[Saved data entries]
--- START ---

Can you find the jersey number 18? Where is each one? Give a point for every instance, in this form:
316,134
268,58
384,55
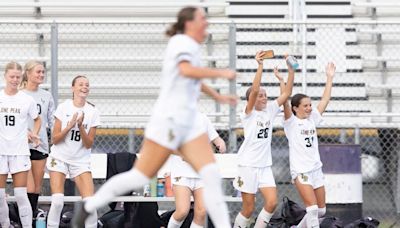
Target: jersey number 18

--- END ---

Exercise brief:
Set each line of the records down again exactly as it reads. Omit the pictures.

Worked solution:
Can you find the jersey number 18? Where is each one? Give a point for every instance, in this form:
316,134
268,58
384,55
Target: jersey number 18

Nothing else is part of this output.